→ Problem details
Rewrite the records from their start through the line containing "left=196, top=244, right=336, bottom=254", inclusive, replacing "oar" with "paddle" and leaving all else unchanged.

→ Excerpted records
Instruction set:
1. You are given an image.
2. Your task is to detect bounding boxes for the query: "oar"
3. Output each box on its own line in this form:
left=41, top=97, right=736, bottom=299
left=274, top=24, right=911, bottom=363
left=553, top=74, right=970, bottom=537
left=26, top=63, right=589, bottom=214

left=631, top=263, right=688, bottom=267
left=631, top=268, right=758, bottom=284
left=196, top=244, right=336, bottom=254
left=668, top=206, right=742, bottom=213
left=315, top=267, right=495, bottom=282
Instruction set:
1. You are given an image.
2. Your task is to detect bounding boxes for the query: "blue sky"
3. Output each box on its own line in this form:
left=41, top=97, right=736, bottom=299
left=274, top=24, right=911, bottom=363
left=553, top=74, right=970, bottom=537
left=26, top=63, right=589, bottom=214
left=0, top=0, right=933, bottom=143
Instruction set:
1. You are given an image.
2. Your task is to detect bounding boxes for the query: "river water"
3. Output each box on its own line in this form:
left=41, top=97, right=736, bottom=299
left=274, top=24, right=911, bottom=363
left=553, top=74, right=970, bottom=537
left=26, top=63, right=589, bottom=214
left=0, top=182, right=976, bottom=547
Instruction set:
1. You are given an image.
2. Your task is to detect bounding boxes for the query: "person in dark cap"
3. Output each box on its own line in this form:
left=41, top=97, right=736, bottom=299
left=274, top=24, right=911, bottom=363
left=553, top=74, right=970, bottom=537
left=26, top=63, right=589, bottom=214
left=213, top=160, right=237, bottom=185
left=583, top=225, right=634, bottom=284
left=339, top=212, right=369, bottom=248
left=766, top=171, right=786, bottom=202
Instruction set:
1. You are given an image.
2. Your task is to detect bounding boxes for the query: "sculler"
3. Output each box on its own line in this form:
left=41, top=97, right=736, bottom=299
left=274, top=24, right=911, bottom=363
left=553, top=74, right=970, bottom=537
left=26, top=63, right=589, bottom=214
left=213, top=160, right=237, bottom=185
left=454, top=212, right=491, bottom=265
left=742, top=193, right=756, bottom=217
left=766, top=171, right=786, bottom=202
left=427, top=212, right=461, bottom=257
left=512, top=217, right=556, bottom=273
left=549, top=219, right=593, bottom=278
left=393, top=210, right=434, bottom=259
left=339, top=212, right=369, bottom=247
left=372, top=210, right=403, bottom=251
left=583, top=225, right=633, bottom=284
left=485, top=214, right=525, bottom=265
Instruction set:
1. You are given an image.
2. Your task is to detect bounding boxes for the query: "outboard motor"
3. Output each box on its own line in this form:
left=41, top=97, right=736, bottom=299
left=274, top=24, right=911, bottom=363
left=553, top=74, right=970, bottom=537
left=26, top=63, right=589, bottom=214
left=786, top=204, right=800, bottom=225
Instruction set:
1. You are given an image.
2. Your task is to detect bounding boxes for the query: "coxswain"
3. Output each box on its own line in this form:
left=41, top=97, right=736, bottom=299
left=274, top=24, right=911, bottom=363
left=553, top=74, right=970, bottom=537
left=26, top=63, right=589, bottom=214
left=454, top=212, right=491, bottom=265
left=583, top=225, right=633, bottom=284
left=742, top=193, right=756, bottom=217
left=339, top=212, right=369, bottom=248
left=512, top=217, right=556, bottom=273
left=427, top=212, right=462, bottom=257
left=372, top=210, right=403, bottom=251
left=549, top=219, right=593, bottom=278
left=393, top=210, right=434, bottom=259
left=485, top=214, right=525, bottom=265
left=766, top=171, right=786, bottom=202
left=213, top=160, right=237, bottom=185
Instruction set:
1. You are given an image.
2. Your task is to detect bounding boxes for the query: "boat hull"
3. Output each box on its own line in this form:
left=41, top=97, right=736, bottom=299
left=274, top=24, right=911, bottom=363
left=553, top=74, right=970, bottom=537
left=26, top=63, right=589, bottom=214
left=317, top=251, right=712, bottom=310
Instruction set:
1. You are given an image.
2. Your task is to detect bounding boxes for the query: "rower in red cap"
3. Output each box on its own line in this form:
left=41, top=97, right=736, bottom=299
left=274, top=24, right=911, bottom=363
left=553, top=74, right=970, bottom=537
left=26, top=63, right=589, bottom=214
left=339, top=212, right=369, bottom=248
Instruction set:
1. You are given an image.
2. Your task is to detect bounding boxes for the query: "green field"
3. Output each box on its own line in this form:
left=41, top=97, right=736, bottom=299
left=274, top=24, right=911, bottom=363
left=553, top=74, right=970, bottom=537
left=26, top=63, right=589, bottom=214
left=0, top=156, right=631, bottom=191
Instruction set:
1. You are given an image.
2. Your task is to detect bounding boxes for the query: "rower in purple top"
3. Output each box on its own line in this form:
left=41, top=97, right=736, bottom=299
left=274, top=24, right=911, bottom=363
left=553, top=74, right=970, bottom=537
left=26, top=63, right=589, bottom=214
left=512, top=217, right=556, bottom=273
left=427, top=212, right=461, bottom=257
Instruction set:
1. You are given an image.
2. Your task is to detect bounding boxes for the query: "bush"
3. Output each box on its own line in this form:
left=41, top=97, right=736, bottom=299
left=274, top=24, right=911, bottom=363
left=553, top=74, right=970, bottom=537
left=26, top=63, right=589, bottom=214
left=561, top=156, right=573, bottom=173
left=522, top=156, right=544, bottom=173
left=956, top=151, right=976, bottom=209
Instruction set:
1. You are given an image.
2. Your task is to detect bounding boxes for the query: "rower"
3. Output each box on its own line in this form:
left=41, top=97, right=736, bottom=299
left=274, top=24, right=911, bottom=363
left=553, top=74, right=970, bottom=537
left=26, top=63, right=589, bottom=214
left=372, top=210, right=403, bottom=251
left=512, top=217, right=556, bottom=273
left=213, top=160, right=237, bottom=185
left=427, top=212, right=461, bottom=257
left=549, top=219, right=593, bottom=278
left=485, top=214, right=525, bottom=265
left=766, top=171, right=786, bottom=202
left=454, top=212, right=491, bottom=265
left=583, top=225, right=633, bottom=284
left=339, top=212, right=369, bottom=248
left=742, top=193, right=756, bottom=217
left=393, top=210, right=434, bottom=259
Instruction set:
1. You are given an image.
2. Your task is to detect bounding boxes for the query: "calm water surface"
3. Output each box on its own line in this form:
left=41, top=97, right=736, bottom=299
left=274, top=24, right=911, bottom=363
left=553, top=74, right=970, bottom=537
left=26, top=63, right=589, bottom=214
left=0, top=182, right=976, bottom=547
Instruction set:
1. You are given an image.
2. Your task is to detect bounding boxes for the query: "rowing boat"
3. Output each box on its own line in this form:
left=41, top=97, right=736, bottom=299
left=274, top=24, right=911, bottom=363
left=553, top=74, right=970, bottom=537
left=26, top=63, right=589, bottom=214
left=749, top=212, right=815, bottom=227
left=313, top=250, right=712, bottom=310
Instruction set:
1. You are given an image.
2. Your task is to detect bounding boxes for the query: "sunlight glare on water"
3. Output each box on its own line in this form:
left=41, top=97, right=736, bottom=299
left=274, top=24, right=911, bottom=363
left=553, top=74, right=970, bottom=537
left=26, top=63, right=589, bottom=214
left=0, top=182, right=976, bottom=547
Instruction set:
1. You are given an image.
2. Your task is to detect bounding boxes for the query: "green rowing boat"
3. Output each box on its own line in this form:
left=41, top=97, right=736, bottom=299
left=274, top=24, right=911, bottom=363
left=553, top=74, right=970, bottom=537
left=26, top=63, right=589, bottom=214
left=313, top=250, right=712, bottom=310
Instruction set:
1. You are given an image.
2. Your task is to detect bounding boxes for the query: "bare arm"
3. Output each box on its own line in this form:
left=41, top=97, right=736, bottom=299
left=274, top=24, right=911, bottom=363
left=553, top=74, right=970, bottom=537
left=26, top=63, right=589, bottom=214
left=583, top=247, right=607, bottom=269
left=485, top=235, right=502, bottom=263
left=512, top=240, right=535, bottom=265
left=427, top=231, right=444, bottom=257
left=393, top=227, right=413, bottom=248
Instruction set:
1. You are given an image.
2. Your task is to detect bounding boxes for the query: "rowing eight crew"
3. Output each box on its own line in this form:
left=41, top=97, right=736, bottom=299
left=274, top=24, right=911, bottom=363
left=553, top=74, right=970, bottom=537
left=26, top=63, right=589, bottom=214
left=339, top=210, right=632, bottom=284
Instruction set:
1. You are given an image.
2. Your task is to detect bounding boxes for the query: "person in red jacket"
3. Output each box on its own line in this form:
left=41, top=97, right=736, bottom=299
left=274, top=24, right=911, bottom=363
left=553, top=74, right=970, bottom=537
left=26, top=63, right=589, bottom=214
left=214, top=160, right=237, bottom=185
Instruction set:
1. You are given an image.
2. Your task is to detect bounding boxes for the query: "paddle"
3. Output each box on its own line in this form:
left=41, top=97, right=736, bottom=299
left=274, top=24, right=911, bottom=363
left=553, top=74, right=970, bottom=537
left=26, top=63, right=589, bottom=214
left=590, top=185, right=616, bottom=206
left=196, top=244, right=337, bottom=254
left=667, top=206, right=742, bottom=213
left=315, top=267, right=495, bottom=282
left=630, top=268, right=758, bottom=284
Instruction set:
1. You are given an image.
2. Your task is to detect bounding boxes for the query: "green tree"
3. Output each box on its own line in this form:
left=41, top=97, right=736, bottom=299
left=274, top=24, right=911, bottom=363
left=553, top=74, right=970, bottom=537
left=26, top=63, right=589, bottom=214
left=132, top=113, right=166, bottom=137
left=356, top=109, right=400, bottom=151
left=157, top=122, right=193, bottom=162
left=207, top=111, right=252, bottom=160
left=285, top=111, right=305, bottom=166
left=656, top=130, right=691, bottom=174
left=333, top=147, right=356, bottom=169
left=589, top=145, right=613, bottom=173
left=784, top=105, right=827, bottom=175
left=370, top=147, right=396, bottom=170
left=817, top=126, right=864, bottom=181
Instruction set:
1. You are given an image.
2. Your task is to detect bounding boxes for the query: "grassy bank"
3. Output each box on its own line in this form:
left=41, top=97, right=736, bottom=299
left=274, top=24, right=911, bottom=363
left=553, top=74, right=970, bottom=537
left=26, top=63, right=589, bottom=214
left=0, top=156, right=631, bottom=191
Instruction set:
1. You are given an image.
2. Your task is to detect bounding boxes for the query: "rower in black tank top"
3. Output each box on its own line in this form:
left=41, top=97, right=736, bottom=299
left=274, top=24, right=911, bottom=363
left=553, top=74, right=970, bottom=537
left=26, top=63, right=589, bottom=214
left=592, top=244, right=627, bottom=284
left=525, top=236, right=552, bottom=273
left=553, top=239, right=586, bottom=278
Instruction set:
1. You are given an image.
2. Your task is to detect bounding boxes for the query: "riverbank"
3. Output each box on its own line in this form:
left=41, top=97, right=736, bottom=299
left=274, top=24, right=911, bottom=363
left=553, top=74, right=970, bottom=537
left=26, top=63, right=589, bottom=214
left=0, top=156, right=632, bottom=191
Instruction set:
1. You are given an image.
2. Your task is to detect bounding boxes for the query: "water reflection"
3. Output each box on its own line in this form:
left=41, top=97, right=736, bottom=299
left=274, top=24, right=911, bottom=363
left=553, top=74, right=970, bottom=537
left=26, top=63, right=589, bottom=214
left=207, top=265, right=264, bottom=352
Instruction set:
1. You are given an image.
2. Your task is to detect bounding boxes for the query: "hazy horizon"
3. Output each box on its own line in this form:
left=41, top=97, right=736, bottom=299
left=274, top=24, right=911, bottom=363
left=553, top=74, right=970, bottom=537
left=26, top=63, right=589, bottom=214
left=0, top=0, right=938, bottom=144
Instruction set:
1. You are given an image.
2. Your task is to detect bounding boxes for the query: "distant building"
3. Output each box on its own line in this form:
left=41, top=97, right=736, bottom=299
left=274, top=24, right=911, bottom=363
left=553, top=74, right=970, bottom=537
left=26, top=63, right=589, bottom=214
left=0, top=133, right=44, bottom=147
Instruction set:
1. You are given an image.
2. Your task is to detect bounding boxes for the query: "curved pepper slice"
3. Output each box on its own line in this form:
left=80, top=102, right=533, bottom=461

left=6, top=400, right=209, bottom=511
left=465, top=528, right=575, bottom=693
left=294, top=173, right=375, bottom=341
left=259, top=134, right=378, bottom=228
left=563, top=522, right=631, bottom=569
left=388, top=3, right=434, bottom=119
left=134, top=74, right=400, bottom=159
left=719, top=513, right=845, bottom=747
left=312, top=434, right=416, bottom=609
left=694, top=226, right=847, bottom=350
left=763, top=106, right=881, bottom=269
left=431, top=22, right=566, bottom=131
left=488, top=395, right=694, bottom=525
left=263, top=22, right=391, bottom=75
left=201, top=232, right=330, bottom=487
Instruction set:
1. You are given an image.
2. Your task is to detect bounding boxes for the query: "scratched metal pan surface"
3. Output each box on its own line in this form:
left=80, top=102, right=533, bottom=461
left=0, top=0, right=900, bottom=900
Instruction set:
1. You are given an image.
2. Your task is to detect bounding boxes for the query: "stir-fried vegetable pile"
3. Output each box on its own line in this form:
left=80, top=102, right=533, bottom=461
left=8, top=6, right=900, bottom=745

→ Written response
Instruction set:
1. You are given an image.
2. Your task is to detect bounding boxes for the query: "paddle"
3. Output each box on its own line in this form:
left=41, top=97, right=736, bottom=299
left=274, top=24, right=911, bottom=363
left=553, top=74, right=970, bottom=537
left=26, top=63, right=589, bottom=214

left=631, top=263, right=688, bottom=267
left=631, top=268, right=758, bottom=284
left=196, top=244, right=336, bottom=254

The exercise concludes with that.